Actividad
Decide si cada afirmación concuerda con el texto sobre Blanca Rosa Mármol de León, y justifica cada sí o no con las palabras decisivas del texto citadas literalmente. 1. Blanca Rosa Mármol es hermana de Fermín Mármol León. 2. Rafael Cadenas ha escrito que nombrar es una forma de convalidar la existencia. 3. Judith Brazon es exjueza y activista.

• Aproximación a los bajorrelieves biográficos de una abogada de la mejor causa en un país sin ley, un rey y una entristecida grey. Foto: Alonso Calatrava Rumbos

Dicen que nada es casual; si la hipótesis se aplica a los nombres propios explicaría muchas cosas. Rafael Cadenas, per se premiado, ha escrito que nombrar es una forma de convalidar la existencia. Incluso de crearla. El sustantivo que designa funcionaría entonces de igual manera que el torno modelador del alfarero. Como un auspicio de lo que vendrá (igual que la narizota de Cyrano, que lo anticipa). La bautizaron Blanca Rosa acaso para suavizar el inexorable Mármol de la herencia. Desde la inefable mezcla de flores y piedras construirá a pulso el imaginario de su identidad. Con un afinado sentido de la compasión no eludirá dar martillazos: claro, sobre las mesas. 

Por si hiciera falta, Blanca Rosa Mármol añadirá el de León a su firma. Y a su fama.

Sí, mi nombre es todo un tema, incluso me creen hermana de Fermín Mármol León, somos parientes pero lejanos”.

Escogerá como corolario para sus señas un apellido que ruge y respira poder con el que —no son meras conjeturas— queda claro el contrapeso: hacia donde se inclina la balanza. A la hora del retrato hablado, no pocos de sus pares, e jueces y abogados -verbigracia la exjueza y activista Judith Brazon-, así como líderes políticos, estén o no orbitando en su punto de mira, coinciden en señalar las mismas cualidades: “eso sí, claro, es comprometida, tenaz, corajuda”. La platea, organizaciones civiles y activistas de la causa de la democracia extraviada, la verán como una mujer “íntegra” y “de una pieza”, igual compartan o no sus líneas.

Información extraída

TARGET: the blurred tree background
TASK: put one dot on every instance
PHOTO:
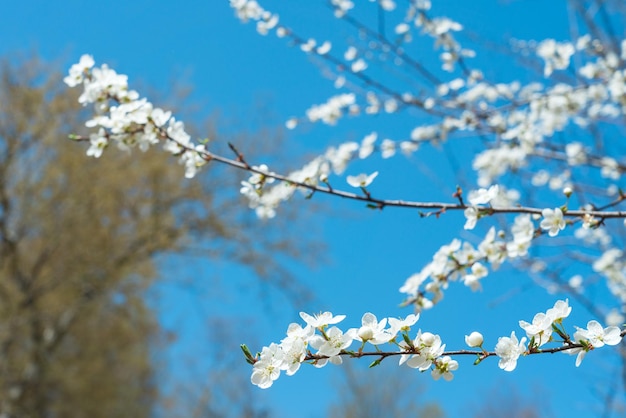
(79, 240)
* * *
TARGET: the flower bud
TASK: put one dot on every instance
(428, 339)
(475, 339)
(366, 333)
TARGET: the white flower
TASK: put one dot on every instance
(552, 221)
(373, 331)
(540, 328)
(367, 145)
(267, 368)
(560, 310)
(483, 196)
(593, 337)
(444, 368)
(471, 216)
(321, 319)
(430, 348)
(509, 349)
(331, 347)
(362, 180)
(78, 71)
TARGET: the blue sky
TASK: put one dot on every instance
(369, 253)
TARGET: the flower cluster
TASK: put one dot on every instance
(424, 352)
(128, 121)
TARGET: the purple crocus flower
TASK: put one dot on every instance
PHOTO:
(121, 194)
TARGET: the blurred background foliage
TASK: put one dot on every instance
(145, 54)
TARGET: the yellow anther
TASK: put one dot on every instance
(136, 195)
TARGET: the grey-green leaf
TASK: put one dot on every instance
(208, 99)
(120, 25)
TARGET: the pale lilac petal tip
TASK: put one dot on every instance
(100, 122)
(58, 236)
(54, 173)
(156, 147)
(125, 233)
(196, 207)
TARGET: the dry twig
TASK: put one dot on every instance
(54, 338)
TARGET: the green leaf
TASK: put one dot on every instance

Respuesta
1. No: «somos parientes pero lejanos».
2. Sí: «Rafael Cadenas, per se premiado, ha escrito que nombrar es una forma de convalidar la existencia».
3. Sí: «la exjueza y activista Judith Brazon».